• SOURCE PASSAGE:
····················
SUMM/ENH/REF: performance review of GLM, fit_gradient #4625

josef-pkt · 2018-05-13T12:01:59Z

There is still some slack in GLM, especially fit_gradient, to improve performance in terms of speed and memory consumption

related issues:

PERF: pinv during GLM model specification #4622. PR PERF: GLM - don't use pinv in initialize #4624 redundant/unused pinv_exog, will be merged soon
don't compute scale during irls fit isssue ????
GLM newton optimization and no start_params #4623 better start_params for fit_gradient if irls is not used
PERF/ENH: add _fit_cache for unchanging components in loglike #3772 general idea for a fit_cache

...

other possibilities:

irls start_params for fit_gradient only needs params:
- we can copy params and delete irls_rslt immediately to free up memory
- irls_rslt don't need to compute cov_params, especially not a robust cov_type
- it should be possible to use skip_hessian or a return option to only get the params out of the irls fit
irls: add option to use moment matrices
memory usage in fit_irls

The text was updated successfully, but these errors were encountered:

josef-pkt · 2018-05-13T12:21:01Z

@thequackdaddy
I think it should be possible to remove cov_type from the fit_gradient start params irls fit, and del irls_rslt after copying the params still for 0.9. (that change doesn't look dangerous)
Can you try this out, and see whether it helps memory consumption in your use cases?

thequackdaddy · 2018-05-13T18:45:42Z

@josef-pkt I’ll try to test out later today.

Another question on performance...

In my system, this line is relatively slow. It seems to only only process on 1 core. Takes about 6-7 for 12 million x 50 exog.

https://github.com/statsmodels/statsmodels/blob/master/statsmodels/genmod/generalized_linear_model.py#L479

A straight element-wise multiplication between the score_obs and exog. Is there a parallelized numpy function for this?
····················
• DATA LINES:
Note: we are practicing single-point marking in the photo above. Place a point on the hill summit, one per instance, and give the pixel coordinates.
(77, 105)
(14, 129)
····················
• GIVEN REQUEST: Rewrite the GLM performance thread starting with "thequackdaddy · 2018-05-13T18:45:42Z" and going on through "million x 50 exog.", putting "CPU" wherever "core" appears.

• RESPONSE:
thequackdaddy · 2018-05-13T18:45:42Z

@josef-pkt I’ll try to test out later today.

Another question on performance...

In my system, this line is relatively slow. It seems to only only process on 1 CPU. Takes about 6-7 for 12 million x 50 exog.